[Source data]
* * * * * * *

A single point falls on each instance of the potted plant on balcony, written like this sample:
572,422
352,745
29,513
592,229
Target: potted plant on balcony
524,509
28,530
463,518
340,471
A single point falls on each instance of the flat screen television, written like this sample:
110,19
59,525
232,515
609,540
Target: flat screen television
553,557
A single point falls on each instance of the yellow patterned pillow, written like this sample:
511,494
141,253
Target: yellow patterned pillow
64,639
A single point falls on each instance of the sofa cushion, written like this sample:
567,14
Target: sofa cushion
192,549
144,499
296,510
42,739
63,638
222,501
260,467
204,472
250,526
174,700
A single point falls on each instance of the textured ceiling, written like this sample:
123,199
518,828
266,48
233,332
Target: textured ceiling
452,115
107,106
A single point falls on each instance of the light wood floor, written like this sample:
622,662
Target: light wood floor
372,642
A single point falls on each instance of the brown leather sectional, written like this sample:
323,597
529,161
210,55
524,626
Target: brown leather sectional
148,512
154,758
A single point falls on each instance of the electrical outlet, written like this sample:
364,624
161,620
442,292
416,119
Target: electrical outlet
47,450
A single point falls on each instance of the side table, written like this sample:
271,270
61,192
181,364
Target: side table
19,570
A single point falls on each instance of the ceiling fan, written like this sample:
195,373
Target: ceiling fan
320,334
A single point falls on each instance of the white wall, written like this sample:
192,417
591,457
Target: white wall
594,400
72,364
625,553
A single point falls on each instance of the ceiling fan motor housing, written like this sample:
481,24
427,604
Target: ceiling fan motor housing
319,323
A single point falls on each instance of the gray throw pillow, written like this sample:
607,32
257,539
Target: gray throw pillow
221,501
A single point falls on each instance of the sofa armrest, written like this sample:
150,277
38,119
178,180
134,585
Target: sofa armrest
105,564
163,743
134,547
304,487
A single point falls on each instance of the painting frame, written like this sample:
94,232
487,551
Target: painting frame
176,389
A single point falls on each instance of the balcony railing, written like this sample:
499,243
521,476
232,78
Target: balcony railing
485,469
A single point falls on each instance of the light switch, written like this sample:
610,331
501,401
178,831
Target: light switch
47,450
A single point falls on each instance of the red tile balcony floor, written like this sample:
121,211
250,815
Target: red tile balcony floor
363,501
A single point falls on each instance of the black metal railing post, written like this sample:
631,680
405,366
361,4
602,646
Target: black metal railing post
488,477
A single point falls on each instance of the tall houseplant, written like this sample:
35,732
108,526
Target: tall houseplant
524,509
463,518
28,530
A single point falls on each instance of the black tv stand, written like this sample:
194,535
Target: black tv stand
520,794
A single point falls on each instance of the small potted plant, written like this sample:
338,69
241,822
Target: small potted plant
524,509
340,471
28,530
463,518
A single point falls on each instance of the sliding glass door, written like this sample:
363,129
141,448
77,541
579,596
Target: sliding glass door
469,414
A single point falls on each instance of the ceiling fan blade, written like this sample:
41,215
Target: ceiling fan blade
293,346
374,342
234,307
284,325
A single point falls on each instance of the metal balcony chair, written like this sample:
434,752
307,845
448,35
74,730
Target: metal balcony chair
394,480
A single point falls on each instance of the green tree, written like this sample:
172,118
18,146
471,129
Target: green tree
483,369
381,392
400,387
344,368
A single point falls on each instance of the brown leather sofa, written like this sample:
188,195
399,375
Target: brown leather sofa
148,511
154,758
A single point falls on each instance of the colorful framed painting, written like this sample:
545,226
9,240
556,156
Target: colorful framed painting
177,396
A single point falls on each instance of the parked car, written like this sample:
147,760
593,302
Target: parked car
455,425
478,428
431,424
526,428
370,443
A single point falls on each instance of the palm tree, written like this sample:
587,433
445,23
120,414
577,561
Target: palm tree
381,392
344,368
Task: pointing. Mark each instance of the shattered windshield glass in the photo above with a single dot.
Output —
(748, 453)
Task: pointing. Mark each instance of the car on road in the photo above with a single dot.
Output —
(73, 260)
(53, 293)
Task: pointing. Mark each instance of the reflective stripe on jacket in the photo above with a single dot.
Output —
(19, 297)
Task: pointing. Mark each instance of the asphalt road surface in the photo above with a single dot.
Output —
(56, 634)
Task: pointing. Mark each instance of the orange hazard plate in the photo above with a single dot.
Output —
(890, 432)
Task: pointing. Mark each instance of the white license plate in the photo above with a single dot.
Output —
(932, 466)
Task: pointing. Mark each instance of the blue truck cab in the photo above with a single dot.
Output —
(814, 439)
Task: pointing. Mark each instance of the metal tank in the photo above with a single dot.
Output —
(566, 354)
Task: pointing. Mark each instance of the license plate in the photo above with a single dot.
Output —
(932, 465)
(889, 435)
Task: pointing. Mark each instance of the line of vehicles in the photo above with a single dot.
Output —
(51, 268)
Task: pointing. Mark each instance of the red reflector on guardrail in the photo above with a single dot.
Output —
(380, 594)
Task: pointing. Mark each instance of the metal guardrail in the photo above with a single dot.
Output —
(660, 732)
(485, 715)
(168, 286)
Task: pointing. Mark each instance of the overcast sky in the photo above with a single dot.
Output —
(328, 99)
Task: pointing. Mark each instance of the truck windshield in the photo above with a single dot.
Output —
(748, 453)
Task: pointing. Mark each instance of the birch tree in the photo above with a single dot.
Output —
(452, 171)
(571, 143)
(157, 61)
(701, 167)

* * * * * * *

## What the exercise asks
The records are to be repeated in full, exactly as they stand.

## Exercise response
A single point falls on each instance of the potted plant on balcony, written like this sample:
572,422
352,745
29,513
592,229
Target: potted plant on balcony
524,509
28,530
463,518
340,471
A single point falls on each instance of the flat screen television, written like this sample:
110,19
59,525
232,515
609,540
Target: flat screen television
553,557
A single point falls on each instance of the yellow patterned pillow, written like this sample:
511,494
141,253
Target: yellow patterned pillow
64,639
A single point falls on each instance of the sofa cushion, written like this sample:
567,14
Target: sofa cushion
192,549
144,499
296,510
42,739
63,638
222,501
260,467
204,472
250,526
174,700
A single point falls on each instance of the textured ceiling, written like this sample:
123,199
518,828
266,48
233,332
Target: textured ceiling
452,115
107,106
A single point falls on each instance of the light wood floor, written like this sample:
622,662
Target: light wood floor
372,642
A single point falls on each instance of the brown leather sectional, written like this sample:
323,597
529,161
210,55
524,626
Target: brown leather sectional
148,512
154,758
A single point falls on each instance of the electrical outlet, written like this sample:
364,624
161,620
442,292
416,119
Target: electrical outlet
47,450
A single point falls on each instance of the side table, written like this sample:
271,270
61,192
181,364
Target: side table
19,570
A single point falls on each instance of the ceiling fan, written like this sample:
195,373
Target: ceiling fan
320,334
A single point falls on each instance of the white wall, written like this sample:
192,417
591,457
Target: white wall
594,400
72,364
625,553
A single point falls on each instance of the ceiling fan motor housing, written like this sample:
481,24
427,604
Target: ceiling fan motor housing
319,323
A single point falls on each instance of the gray throw pillow, written like this sample:
607,32
257,539
Target: gray throw pillow
221,501
A single point falls on each instance of the sofa armrest, written like this sample:
150,277
38,119
178,180
134,585
Target: sofa armrest
105,564
163,743
134,547
304,487
A single point falls on each instance of the painting frame, written like this sample:
94,232
487,551
Target: painting frame
176,389
A single point falls on each instance of the balcony railing, written like this sample:
499,243
521,476
232,78
Target: balcony railing
485,469
A single point falls on each instance of the light switch, written like this sample:
610,331
501,401
178,831
Target: light switch
47,450
A single point falls on each instance of the red tile balcony floor, written like this sample:
121,211
250,815
Target: red tile balcony floor
363,501
A single point falls on each instance of the black metal railing post, written like this sample:
631,680
405,366
361,4
602,646
Target: black metal railing post
488,477
A single point falls on each instance of the tall houseplant, written like this sample:
35,732
108,526
Target: tall houseplant
524,509
463,518
28,530
A single point falls on each instance of the black tv stand, written like this sample:
194,535
Target: black tv stand
520,794
A single point falls on each instance of the small potted plant, written like this sample:
338,69
241,822
Target: small potted plant
524,509
340,471
28,530
463,518
A single point falls on each instance of the sliding glass door, written like this sample:
363,129
141,448
77,541
579,596
Target: sliding glass door
469,414
A single point falls on each instance of the ceiling fan blade, written like this sample:
41,215
Target: ceiling fan blade
293,346
374,342
234,307
284,325
A single point falls on each instance of the metal balcony chair, written like this sample:
434,752
307,845
448,35
74,730
Target: metal balcony chair
394,480
A single point falls on each instance of the green tree, written like this sample:
172,118
18,146
471,129
Target: green tree
483,369
381,392
400,387
344,368
A single point falls on each instance of the brown leather sofa, written like this sample:
188,195
399,375
Target: brown leather sofa
148,511
154,758
A single point falls on each instance of the colorful framed painting, written like this sample:
545,226
9,240
556,156
Target: colorful framed painting
177,396
A single point falls on each instance of the parked car, written like this sample:
147,760
593,302
Target: parked car
455,425
478,428
431,424
526,428
370,443
A single point falls on each instance of the palm tree, written like this sample:
587,433
445,23
120,414
577,561
Target: palm tree
381,392
344,368
Task: pointing. Mark each instance of the shattered windshield glass in the photo above with a single dot.
Output —
(748, 453)
Task: pointing. Mark each instance of the car on road in the photo above with a single dot.
Output —
(73, 260)
(53, 293)
Task: pointing. Mark each instance of the reflective stripe on jacket in the photo above with a single dot.
Output —
(19, 297)
Task: pointing. Mark each instance of the asphalt road surface in the photo above with a single dot.
Output —
(56, 634)
Task: pointing. Mark each instance of the orange hazard plate in the photo above with a single dot.
Output —
(890, 432)
Task: pointing. Mark each instance of the white license plate in the photo above with a single dot.
Output —
(932, 466)
Task: pointing. Mark each instance of the blue truck cab in the photo above with a single dot.
Output —
(814, 439)
Task: pointing. Mark each instance of the metal tank in the photo above with a single dot.
Output —
(566, 354)
Task: pointing. Mark each instance of the license plate in the photo above with a single dot.
Output —
(932, 465)
(889, 435)
Task: pointing. Mark each instance of the line of vehicles in the photo above with a single dot.
Output —
(51, 268)
Task: pointing. Mark each instance of the red reflector on guardrail in the photo above with a single dot.
Output —
(380, 594)
Task: pointing. Mark each instance of the metal guardrail in the photo above with a single dot.
Output —
(660, 732)
(485, 715)
(168, 286)
Task: pointing. Mark each instance of the overcast sky in the photo above with a single dot.
Output —
(328, 99)
Task: pointing. Mark each instance of the truck windshield in the photo above with a single dot.
Output —
(748, 453)
Task: pointing. Mark each instance of the birch tree in the photo above with a single dot.
Output —
(452, 171)
(571, 143)
(157, 61)
(701, 167)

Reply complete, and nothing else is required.